# Task objective
The reply is to be an exact repetition of the entries that follow, with each picture left out.

Data extract Start Marker

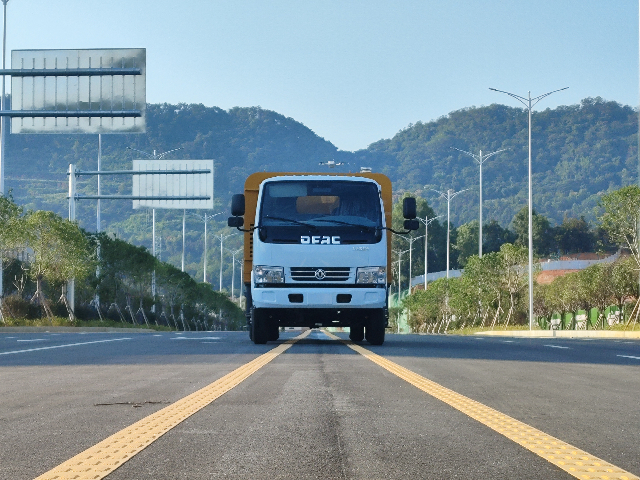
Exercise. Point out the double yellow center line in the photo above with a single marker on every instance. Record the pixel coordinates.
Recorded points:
(577, 462)
(103, 458)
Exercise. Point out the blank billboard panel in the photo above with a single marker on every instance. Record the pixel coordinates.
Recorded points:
(173, 184)
(72, 88)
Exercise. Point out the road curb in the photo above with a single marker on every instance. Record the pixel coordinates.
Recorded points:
(74, 330)
(562, 334)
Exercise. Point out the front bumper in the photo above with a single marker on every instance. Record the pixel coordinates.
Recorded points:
(325, 297)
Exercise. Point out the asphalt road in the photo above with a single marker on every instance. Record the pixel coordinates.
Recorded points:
(318, 410)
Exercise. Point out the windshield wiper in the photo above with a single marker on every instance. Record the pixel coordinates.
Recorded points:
(291, 220)
(339, 222)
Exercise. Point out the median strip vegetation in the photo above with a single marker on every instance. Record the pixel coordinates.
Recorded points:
(41, 252)
(492, 293)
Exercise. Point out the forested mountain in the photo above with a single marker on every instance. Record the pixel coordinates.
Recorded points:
(579, 152)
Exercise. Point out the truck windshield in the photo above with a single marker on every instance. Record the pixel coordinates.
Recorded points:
(348, 209)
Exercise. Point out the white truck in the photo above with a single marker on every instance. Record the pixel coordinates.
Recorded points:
(317, 251)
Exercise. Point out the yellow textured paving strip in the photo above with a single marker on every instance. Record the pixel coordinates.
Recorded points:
(577, 462)
(103, 458)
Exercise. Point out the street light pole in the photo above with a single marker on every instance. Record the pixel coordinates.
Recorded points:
(233, 269)
(449, 195)
(480, 160)
(410, 240)
(3, 119)
(399, 254)
(205, 218)
(222, 237)
(529, 103)
(426, 222)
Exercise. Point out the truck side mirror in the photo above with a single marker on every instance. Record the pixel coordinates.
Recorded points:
(409, 208)
(236, 222)
(411, 224)
(237, 205)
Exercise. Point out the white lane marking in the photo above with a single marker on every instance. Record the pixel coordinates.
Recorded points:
(628, 356)
(196, 338)
(63, 346)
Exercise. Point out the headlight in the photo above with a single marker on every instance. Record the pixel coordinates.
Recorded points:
(375, 275)
(263, 274)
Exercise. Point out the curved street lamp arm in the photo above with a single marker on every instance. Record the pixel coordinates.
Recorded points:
(163, 154)
(540, 97)
(522, 100)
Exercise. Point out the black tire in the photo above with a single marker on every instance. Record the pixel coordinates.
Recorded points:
(274, 330)
(356, 333)
(374, 331)
(259, 327)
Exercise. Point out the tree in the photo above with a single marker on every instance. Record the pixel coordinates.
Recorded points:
(543, 242)
(621, 216)
(60, 253)
(514, 276)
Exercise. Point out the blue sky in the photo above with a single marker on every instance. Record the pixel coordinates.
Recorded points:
(354, 71)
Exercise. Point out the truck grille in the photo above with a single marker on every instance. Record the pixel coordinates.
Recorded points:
(320, 274)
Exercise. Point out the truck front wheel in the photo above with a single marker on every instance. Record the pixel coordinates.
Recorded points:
(356, 333)
(259, 332)
(374, 331)
(274, 330)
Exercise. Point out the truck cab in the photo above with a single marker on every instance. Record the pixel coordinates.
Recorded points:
(316, 252)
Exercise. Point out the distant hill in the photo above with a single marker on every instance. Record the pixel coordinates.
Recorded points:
(579, 152)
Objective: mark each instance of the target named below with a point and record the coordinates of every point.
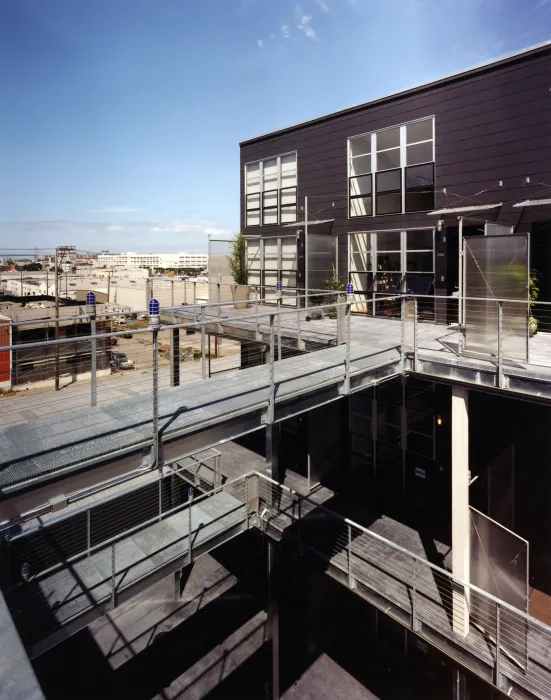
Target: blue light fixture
(154, 318)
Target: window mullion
(373, 171)
(403, 164)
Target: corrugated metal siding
(490, 126)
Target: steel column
(203, 344)
(273, 614)
(156, 395)
(93, 367)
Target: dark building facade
(476, 145)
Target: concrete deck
(44, 608)
(17, 678)
(60, 443)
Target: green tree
(238, 260)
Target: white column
(461, 550)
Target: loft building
(379, 192)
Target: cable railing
(504, 645)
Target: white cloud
(304, 26)
(119, 210)
(165, 236)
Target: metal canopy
(458, 210)
(533, 203)
(310, 223)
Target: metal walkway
(17, 678)
(510, 649)
(60, 445)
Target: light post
(154, 325)
(349, 300)
(279, 294)
(91, 311)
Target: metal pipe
(415, 335)
(56, 367)
(271, 410)
(203, 344)
(460, 273)
(93, 367)
(190, 544)
(306, 266)
(172, 300)
(113, 586)
(278, 329)
(497, 667)
(347, 355)
(156, 394)
(349, 548)
(500, 344)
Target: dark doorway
(540, 255)
(452, 265)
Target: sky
(120, 120)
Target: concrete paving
(17, 678)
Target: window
(271, 191)
(392, 171)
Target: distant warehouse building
(167, 260)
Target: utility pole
(56, 369)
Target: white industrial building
(167, 260)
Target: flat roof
(478, 68)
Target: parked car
(119, 360)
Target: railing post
(278, 293)
(415, 368)
(350, 296)
(172, 301)
(413, 597)
(190, 544)
(88, 533)
(203, 344)
(351, 584)
(113, 584)
(499, 344)
(299, 332)
(497, 669)
(341, 318)
(160, 492)
(154, 324)
(271, 406)
(91, 308)
(218, 296)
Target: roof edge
(478, 68)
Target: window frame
(403, 145)
(278, 189)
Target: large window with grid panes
(383, 264)
(392, 171)
(271, 191)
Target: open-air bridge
(79, 565)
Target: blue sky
(121, 119)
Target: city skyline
(117, 136)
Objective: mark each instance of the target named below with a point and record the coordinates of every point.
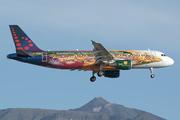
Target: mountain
(96, 109)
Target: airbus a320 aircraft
(101, 61)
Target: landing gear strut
(152, 75)
(93, 78)
(100, 73)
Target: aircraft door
(44, 57)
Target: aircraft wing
(101, 54)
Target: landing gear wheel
(100, 73)
(152, 76)
(93, 78)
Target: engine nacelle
(112, 73)
(122, 64)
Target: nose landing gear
(152, 75)
(99, 73)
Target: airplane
(107, 63)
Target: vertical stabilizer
(22, 41)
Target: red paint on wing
(29, 41)
(30, 45)
(20, 48)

Data extract End Marker

# Solution to the problem
Exercise. Point out the double yellow center line in the photo above with a single marker on every instance. Record the pixel coordinates.
Recorded points:
(577, 462)
(103, 458)
Exercise. Point out the blank billboard panel in the photo above with a single marker on every instance. Record the pixel coordinates.
Recorded points:
(173, 184)
(72, 88)
Exercise. Point out the road curb in the photo above with a single marker on every instance. Record the pixel coordinates.
Recorded points:
(74, 330)
(562, 334)
Exercise. Point out the front bumper in the photo above with a single marker on every instance. Record the pixel coordinates.
Recorded points:
(325, 297)
Exercise. Point out the asphalt road in the photo above with a single marker on every instance. Record the pixel coordinates.
Recorded points:
(318, 410)
Exercise. Point out the windshield wiper in the photo above with a single marker on every instance. Record the pixel coordinates.
Recorded points:
(291, 220)
(339, 222)
Exercise. Point out the median strip vegetation in the photo above with a single marker on every instance. Record the pixel coordinates.
Recorded points:
(41, 252)
(492, 293)
Exercise. Point out the forested mountain in the photo above with a single marker on every instance. Record the pixel coordinates.
Recorded points:
(579, 152)
Exercise. Point out the truck windshield in the photo above with a single marker on every instance. Record the pixel coordinates.
Recorded points:
(348, 209)
Exercise. Point out the white truck in the photo above with a single marker on every instance. Record the pixel coordinates.
Recorded points:
(317, 251)
Exercise. Point out the yellow textured paving strip in the photo above with a single marker on every instance. Record the pixel coordinates.
Recorded points:
(577, 462)
(103, 458)
Exercise. Point out the street light pole in the photo above with a single marker on every instance. Record the pixel coordinates.
Recorded points:
(233, 269)
(449, 195)
(480, 160)
(410, 240)
(3, 119)
(399, 254)
(205, 218)
(222, 237)
(529, 103)
(426, 222)
Exercise. Point out the truck side mirror in the photo above with a single marker on every instance. Record the pixel coordinates.
Recorded points:
(409, 208)
(236, 222)
(411, 224)
(237, 205)
Exercise. Point out the white lane marking in the photo above with a single marker on every instance. Record the pixel coordinates.
Recorded points:
(628, 356)
(196, 338)
(63, 346)
Exercise. Point out the headlight in the photo above with a single marker on every instance. Record the pixel coordinates.
Recorded points:
(375, 275)
(263, 274)
Exercise. Point out the curved street lamp arm in the photo above with a single marker on every instance. Record the pixel coordinates.
Recorded points:
(163, 154)
(540, 97)
(522, 100)
Exercise. Point out the black tire in the photo above with a single marker on every instance. Record the pixel coordinates.
Recorded points:
(274, 330)
(356, 333)
(374, 331)
(259, 327)
Exercise. Point out the tree in the photo above with a single marker on every instance. Record the pixel coordinates.
Recorded points:
(543, 242)
(621, 216)
(60, 253)
(514, 276)
Exercise. Point out the blue sky in the photo above with a single marker on every instance. Record the pixel coordinates.
Recorded points:
(354, 71)
Exercise. Point out the truck grille in the photo above with a single marker on every instance. Record the pixel coordinates.
Recorded points:
(320, 274)
Exercise. Point out the truck front wheel in the photo above with a single marker on every instance. Record the pixel coordinates.
Recorded points:
(356, 333)
(259, 332)
(374, 331)
(274, 330)
Exercise. Point out the truck cab in the photo above with a single marker on every instance. Record the pixel coordinates.
Recorded points:
(316, 252)
Exercise. Point out the distant hill in the photo above with a single marker on every instance. Record the pixel coordinates.
Recorded points:
(579, 152)
Objective: mark each instance of the target named below with a point and record the coordinates of every point.
Target: blue light fixture
(154, 318)
Target: window mullion
(373, 171)
(403, 164)
Target: corrugated metal siding
(490, 126)
Target: steel column
(203, 344)
(273, 614)
(156, 395)
(93, 367)
Target: dark building facade
(476, 145)
Target: concrete deck
(44, 608)
(17, 678)
(60, 443)
Target: green tree
(238, 260)
Target: white column
(461, 550)
Target: loft building
(379, 192)
Target: cable railing
(504, 645)
Target: white cloud
(304, 26)
(119, 210)
(165, 236)
Target: metal canopy
(458, 210)
(533, 203)
(310, 223)
Target: metal walkway
(17, 678)
(510, 649)
(60, 445)
Target: light post
(154, 325)
(349, 300)
(279, 294)
(91, 311)
Target: metal pipe
(415, 335)
(56, 367)
(271, 410)
(203, 344)
(460, 273)
(93, 367)
(190, 544)
(306, 266)
(172, 300)
(113, 586)
(278, 329)
(497, 667)
(347, 355)
(156, 394)
(349, 548)
(500, 344)
Target: dark doorway
(540, 255)
(452, 265)
Target: sky
(120, 120)
Target: concrete paving
(17, 678)
Target: window
(271, 191)
(392, 171)
Target: distant warehouse building
(167, 260)
Target: utility pole
(56, 369)
Target: white industrial building
(167, 260)
Target: flat roof
(478, 68)
Target: parked car
(119, 360)
Target: railing post
(278, 293)
(415, 368)
(350, 296)
(172, 301)
(413, 597)
(190, 544)
(88, 533)
(203, 344)
(351, 584)
(113, 584)
(499, 344)
(299, 332)
(497, 669)
(341, 318)
(160, 492)
(154, 324)
(271, 406)
(91, 308)
(218, 296)
Target: roof edge
(478, 68)
Target: window frame
(403, 145)
(278, 189)
Target: large window with grid panes
(383, 264)
(392, 171)
(271, 191)
Target: open-air bridge
(79, 565)
Target: blue sky
(121, 119)
Target: city skyline
(117, 136)
Objective: mark each instance of the target named below with a point and record the coordinates of every point.
Target: mountain
(96, 109)
Target: airbus a320 aircraft
(101, 61)
Target: landing gear strut
(152, 75)
(93, 78)
(100, 73)
Target: aircraft door
(44, 57)
Target: aircraft wing
(101, 54)
Target: landing gear wheel
(100, 73)
(152, 76)
(93, 78)
Target: engine nacelle
(112, 73)
(122, 64)
Target: nose landing gear
(152, 75)
(99, 73)
Target: airplane
(107, 63)
Target: vertical stabilizer
(22, 41)
Target: red paint on wing
(29, 41)
(30, 45)
(20, 48)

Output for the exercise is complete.